Pagina —
>>>>>

In questa intervista per il magazine di Logotel abbiamo toccato con lui diversi temi: le skill per gestire il cambiamento, come vincere le resistenze che le persone hanno nei confronti dell’AI, l’efficacia e i vantaggi di un approccio community-driven per l’adozione e il training dell’intelligenza artificiale generativa in azienda, la dimensione collettiva e collaborativa con l’AI.  

Le soft skill cruciali per guidare la trasformazione AI

D. Italgas è leader nella transizione energetica, che è una delle grandi trasformazioni in atto in quest’epoca di mutamenti. Un’altra è sicuramente costituita dall’intelligenza artificiale. Quali sono le sfide per le persone che affrontano queste trasformazioni? Quali skill, attitudini, comportamenti dovrebbero potenziare per essere parte attiva delle trasformazioni e non subirle?

R. Credo che l’intelligenza artificiale generativa sia la principale forza trasformativa del modo di lavorare di tutte le nostre persone.

In Italgas abbiamo introdotto già alcuni anni fa un nuovo modello di leadership e stiamo continuando a espanderlo, focalizzandoci su quelle che sono le skill – in particolare le soft skill – che risultano sempre più necessarie per gestire il cambiamento.

In realtà, se vediamo quali sono le competenze strategiche che riteniamo importanti, ci accorgiamo che si tratta di skill già presenti nei modelli tradizionali di leadership, che però oggi vengono enfatizzate in maniera più diretta.

Quindi non stiamo cambiando il modello di skill necessarie, ma ve ne sono alcune che con l’AI, e quindi in un contesto in continuo mutamento, risultano più importanti, come ad esempio la curiosità, il pensiero laterale, una spiccata intelligenza emotiva e sociale, l’apprendimento continuo e una comunicazione collaborativa.

<<<<<

Righe del dataset —
>>>>>

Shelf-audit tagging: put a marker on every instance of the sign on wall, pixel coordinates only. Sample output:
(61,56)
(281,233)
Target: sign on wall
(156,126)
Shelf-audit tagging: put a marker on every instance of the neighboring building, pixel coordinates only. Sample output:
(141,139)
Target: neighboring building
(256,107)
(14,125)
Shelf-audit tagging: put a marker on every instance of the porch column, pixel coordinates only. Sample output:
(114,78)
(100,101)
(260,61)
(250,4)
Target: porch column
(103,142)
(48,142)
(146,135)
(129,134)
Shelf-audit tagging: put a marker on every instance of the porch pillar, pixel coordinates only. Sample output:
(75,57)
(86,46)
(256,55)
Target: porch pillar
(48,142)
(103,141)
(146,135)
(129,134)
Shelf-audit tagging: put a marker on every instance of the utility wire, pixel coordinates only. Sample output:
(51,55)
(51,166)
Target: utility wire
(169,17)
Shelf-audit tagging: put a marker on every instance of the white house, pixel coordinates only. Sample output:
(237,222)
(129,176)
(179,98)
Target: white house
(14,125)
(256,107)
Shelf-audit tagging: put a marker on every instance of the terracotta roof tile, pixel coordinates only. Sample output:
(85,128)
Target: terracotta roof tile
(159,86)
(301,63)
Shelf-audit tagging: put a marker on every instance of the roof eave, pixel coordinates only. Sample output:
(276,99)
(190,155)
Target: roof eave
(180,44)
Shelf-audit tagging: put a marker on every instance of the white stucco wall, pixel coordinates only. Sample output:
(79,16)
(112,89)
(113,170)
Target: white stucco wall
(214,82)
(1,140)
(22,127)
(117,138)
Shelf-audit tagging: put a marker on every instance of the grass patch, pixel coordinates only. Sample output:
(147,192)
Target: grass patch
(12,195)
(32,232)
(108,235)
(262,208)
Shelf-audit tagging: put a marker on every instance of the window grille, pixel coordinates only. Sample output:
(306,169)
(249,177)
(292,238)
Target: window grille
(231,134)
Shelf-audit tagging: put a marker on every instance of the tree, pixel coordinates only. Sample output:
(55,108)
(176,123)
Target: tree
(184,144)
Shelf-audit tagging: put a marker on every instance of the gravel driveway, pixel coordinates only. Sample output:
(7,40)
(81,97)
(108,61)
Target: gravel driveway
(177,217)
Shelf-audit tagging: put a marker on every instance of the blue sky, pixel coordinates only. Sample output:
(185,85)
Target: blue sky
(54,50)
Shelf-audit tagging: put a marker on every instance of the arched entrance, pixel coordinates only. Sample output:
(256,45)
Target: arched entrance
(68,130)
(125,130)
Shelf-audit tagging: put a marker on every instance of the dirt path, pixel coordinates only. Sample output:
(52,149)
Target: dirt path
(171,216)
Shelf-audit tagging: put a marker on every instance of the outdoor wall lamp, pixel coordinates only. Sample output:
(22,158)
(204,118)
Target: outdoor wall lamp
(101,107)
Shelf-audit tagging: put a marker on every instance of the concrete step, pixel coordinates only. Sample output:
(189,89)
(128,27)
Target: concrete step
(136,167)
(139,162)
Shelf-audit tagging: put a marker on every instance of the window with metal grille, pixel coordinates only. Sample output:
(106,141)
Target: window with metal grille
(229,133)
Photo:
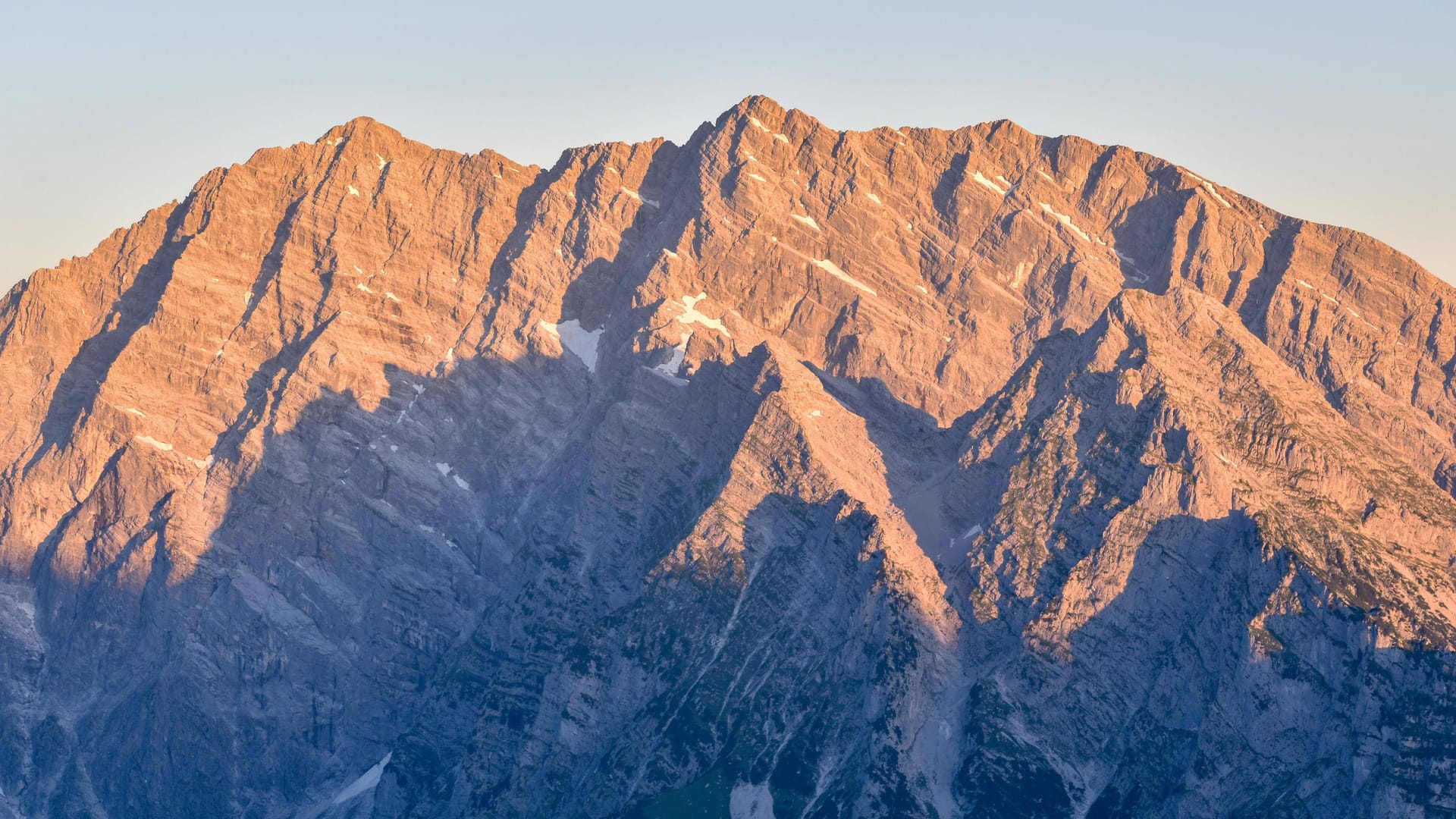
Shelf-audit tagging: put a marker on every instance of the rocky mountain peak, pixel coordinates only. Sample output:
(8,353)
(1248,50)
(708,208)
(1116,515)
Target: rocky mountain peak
(848,472)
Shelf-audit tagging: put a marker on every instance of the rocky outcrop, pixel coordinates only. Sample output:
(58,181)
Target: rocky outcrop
(788,469)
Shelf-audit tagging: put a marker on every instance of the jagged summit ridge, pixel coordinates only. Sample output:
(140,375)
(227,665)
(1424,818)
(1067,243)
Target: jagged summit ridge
(887,472)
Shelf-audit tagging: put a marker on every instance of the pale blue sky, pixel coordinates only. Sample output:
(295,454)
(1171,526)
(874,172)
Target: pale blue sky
(1334,111)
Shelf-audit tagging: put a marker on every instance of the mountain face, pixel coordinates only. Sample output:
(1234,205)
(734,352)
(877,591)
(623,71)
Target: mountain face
(783,472)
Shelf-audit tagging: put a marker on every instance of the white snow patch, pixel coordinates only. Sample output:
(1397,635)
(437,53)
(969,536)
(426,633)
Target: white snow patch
(366,783)
(691,315)
(1215,194)
(750,802)
(638,197)
(153,442)
(582,343)
(982,178)
(833,270)
(674,362)
(1065,221)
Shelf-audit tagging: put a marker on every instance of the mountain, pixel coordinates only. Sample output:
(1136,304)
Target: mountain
(783,472)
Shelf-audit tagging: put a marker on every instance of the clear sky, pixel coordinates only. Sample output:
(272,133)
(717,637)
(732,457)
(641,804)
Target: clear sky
(1335,111)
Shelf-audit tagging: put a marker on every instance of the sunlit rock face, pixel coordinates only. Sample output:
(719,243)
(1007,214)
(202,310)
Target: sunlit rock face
(781,472)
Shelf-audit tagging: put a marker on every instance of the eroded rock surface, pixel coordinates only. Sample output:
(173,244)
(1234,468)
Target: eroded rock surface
(786,471)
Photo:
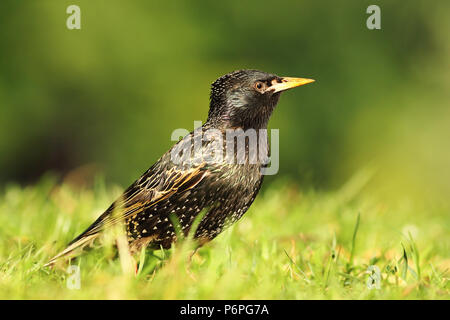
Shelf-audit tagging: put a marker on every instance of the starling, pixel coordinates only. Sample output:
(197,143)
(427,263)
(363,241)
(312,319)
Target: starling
(197,179)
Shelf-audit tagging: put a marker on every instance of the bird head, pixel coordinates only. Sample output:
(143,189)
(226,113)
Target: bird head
(246,98)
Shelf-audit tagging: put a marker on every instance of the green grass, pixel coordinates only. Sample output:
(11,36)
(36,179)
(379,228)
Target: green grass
(292,244)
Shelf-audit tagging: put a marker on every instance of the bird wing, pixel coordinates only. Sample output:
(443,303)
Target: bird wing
(157,184)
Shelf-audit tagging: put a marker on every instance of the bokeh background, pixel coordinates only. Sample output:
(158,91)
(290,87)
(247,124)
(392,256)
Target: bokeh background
(105,99)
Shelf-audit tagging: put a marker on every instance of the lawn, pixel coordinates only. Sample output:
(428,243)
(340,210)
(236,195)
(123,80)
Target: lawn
(291,244)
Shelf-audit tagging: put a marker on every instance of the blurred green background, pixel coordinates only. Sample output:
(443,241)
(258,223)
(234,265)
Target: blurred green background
(107,97)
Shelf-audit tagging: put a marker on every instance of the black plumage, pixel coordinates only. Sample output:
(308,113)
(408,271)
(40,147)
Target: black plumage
(200,181)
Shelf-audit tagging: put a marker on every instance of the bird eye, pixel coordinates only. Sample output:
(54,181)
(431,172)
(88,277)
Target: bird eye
(259,86)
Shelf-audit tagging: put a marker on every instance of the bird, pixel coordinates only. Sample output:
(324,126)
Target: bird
(195,181)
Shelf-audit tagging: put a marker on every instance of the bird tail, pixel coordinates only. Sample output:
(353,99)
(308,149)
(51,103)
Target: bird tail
(78,243)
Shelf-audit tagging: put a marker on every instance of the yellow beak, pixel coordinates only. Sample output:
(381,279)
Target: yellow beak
(289,83)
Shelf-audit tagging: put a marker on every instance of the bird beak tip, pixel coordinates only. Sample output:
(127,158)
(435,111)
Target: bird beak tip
(289,83)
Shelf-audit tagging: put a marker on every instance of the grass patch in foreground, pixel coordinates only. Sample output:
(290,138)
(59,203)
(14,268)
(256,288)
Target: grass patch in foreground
(291,244)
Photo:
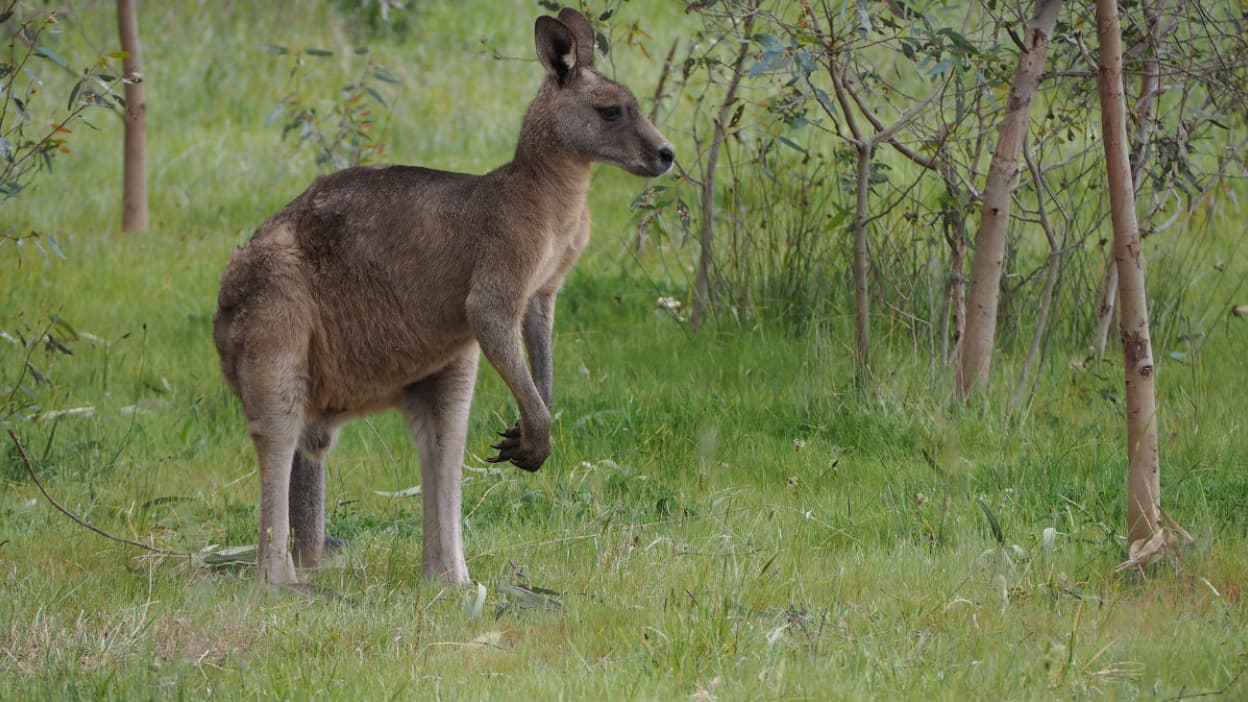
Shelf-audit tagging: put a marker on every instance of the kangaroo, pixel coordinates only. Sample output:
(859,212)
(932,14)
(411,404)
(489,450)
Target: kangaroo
(380,287)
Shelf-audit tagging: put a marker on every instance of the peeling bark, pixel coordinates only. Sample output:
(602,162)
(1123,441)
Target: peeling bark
(990,244)
(1143,472)
(134,199)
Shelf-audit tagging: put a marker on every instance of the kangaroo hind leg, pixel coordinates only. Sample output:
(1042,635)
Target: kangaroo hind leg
(272,396)
(437,415)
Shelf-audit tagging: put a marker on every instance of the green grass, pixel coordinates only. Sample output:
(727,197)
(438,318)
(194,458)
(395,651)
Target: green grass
(723,517)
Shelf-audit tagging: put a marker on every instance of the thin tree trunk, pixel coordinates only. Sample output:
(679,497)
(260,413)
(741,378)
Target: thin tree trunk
(1053,269)
(1143,477)
(134,199)
(1146,111)
(990,245)
(702,285)
(862,265)
(1105,309)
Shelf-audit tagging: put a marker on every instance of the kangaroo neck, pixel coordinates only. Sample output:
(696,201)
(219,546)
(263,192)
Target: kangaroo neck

<<<<<

Consegne —
1 – Spiega, in base all'intervista, perché competenze come la curiosità e il pensiero laterale risultano oggi più importanti. Rispondi con una frase, al massimo tre.
2 – Rispondi alle seguenti domande sull'intervista, una per riga:
(a) In quale ambito Italgas è indicata come leader?
(b) Che cosa ha introdotto Italgas già alcuni anni fa?
(c) Quale forza viene definita la principale forza trasformativa del modo di lavorare?
3 – Prosegui l'intervista sulle soft skill e l'intelligenza artificiale in Italgas a partire dall'ultima frase riportata.
L'elenco è materiale a sé e non ha legami con l'intervista.

Risposte —
1 – Sono competenze già presenti nei modelli tradizionali di leadership. Con l'intelligenza artificiale, però, il contesto è in continuo mutamento, e per gestire il cambiamento queste competenze diventano più importanti e vengono enfatizzate in modo più diretto.

2 –
(a) Nella transizione energetica.
(b) Un nuovo modello di leadership.
(c) L'intelligenza artificiale generativa.

3 –
D. Parlando di integrazione dell’intelligenza artificiale all’interno delle organizzazioni, ci sono ancora delle resistenze nelle persone rispetto a queste tecnologie? Se sì, quali sono?

R. Una delle conseguenze dell’introduzione massiva dell’intelligenza artificiale nelle organizzazioni è il reskilling delle persone. C’è chi è abituato a fare da 20 anni una determinata attività e domani magari dovrà imparare a farla diversamente. Questo è uno degli aspetti principali che identifichiamo come HR e genera paura e timore.

Per questo, una delle scelte che abbiamo fatto in Italgas è stata quella di gestire la trasformazione legata all’intelligenza artificiale non come una funzione IT, ma in maniera cross tra IT e HR. La nostra direzione HR si chiama People innovation transformation, abbraccia pure i temi legati all’intelligenza artificiale e ha al suo interno anche una divisione dedicata alla Generative AI, proprio perché riteniamo che tutto ciò che l’AI comporta sulla trasformazione del modo di lavorare non sia più solo un problema della funzione IT, ma una questione cross funzionale.

È con questo approccio che possiamo riuscire a ridurre i timori delle persone, che è uno degli obiettivi che ci poniamo come HR.

Perché la formazione tradizionale sull’AI copre solo il 10% dell’apprendimento

D. Menzionavi il fatto che l’intelligenza artificiale è qualcosa che probabilmente non smetterà mai di evolversi: ci sono sempre nuovi tool, nuove funzioni. Il reskilling delle persone deve essere continuo, e questo significa operare un cambio di mentalità e anche un cambiamento su come formare le persone.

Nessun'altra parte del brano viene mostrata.